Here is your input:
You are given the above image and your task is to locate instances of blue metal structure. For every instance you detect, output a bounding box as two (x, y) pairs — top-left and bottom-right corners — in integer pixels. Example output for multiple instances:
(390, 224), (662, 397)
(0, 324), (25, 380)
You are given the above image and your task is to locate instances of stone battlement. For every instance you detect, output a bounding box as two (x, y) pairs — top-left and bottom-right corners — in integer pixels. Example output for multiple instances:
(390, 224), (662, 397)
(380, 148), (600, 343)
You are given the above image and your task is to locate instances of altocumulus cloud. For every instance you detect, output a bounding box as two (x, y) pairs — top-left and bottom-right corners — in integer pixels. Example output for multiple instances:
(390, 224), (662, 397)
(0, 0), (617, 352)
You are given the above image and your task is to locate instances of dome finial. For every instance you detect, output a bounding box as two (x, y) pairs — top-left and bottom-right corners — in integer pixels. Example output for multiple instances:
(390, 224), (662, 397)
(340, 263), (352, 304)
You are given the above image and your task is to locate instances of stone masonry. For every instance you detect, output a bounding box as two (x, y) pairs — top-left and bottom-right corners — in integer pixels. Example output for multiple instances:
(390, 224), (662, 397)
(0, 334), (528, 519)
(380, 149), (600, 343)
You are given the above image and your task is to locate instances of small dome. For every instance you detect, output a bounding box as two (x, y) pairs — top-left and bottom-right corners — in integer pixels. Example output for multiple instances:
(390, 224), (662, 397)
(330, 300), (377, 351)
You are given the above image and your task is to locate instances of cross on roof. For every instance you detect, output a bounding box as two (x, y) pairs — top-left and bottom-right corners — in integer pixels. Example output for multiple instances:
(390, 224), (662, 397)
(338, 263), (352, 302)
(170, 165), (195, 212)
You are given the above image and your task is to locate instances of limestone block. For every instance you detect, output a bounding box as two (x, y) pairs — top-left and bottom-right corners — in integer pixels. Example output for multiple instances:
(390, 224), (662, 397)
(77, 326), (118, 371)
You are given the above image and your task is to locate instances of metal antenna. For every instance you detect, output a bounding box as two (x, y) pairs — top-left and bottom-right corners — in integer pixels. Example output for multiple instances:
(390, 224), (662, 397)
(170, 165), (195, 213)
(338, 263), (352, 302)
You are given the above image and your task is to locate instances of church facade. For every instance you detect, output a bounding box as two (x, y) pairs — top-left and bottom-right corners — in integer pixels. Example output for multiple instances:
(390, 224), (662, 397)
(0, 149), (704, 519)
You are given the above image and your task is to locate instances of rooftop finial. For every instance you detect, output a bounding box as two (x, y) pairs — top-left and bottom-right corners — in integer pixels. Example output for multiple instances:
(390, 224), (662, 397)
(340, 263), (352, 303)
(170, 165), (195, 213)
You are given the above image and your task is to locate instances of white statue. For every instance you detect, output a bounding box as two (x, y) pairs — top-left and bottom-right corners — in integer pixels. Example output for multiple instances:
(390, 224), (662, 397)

..............................

# [Petunjuk Tugas]
Salin ulang seluruh materi di atas kata demi kata, dari baris pertama hingga baris terakhir, tanpa mengubah apa pun.

# [Hasil]
Here is your input:
You are given the above image and your task is to locate instances of blue metal structure. For every instance you detect, output a bounding box as two (x, y) pairs — top-left and bottom-right corners — in integer pixels. Example output for multiple instances:
(390, 224), (662, 397)
(0, 324), (25, 380)
You are given the above image and your task is to locate instances of stone battlement. For every instance you detect, output a bounding box as two (x, y) pairs — top-left and bottom-right corners — in integer pixels. Example output for multiple instances:
(390, 224), (662, 397)
(380, 148), (600, 343)
You are given the above image and your task is to locate instances of altocumulus cloud. For every instance you detect, output a bounding box as two (x, y) pairs — top-left and bottom-right corners — in integer pixels. Example output for multiple instances:
(390, 224), (662, 397)
(0, 0), (617, 352)
You are given the above image and your task is to locate instances of dome finial. For every instance you detect, output a bounding box as two (x, y) pairs — top-left and bottom-right corners — in integer pixels. Example output for multiple instances:
(390, 224), (662, 397)
(340, 263), (352, 304)
You are given the above image and your task is to locate instances of stone masonry. For every instance you detect, output a bounding box as two (x, y) pairs — top-left and bottom-right corners — in integer pixels. Example output for multiple instances:
(390, 224), (662, 397)
(0, 334), (528, 519)
(380, 149), (600, 343)
You are given the above image and your task is to locate instances of small dome. For every instance you detect, output a bounding box as two (x, y) pairs — top-left and bottom-right corners — in integer pixels. Example output for multiple instances:
(390, 224), (662, 397)
(330, 300), (377, 351)
You are given the above image and your task is to locate instances of cross on roof. For every instance you detect, output a bounding box as two (x, y) pairs — top-left and bottom-right corners — in integer pixels. Example output for multiple instances:
(390, 224), (662, 397)
(338, 263), (352, 302)
(170, 165), (195, 212)
You are given the above image and your task is to locate instances of limestone block. For every instance you detect, output a bounding box as two (x, y) pairs — top-left and bottom-right corners — in integer pixels. Example output for multiple instances:
(390, 224), (662, 397)
(77, 326), (118, 371)
You are given the above image and your task is to locate instances of metal antenna. For every instance you detect, output a bounding box as two (x, y) pairs — top-left and bottom-right corners — in integer pixels. Example output for multiple instances:
(390, 224), (662, 397)
(170, 165), (195, 213)
(338, 263), (352, 302)
You are given the above image and your task is to locate instances of church facade. For every instance you detect, output a bounding box as two (x, y) pairs — top-left and bottom-right corners — in integer pixels. Example output for multiple instances:
(390, 224), (662, 397)
(0, 149), (704, 519)
You are given the above image and your task is to locate instances of rooftop finial. For every instance you detect, output a bounding box as two (x, y) pairs — top-left and bottom-right corners — in integer pixels. Example output for multiple instances:
(390, 224), (662, 397)
(340, 263), (352, 303)
(170, 165), (195, 213)
You are given the above image and your task is to locate instances of white statue. For every instance you detect, output a bounding box as two (x, y) pairs — top-left and bottom-right corners — in integer pixels. Example output for multiple instances:
(390, 224), (662, 397)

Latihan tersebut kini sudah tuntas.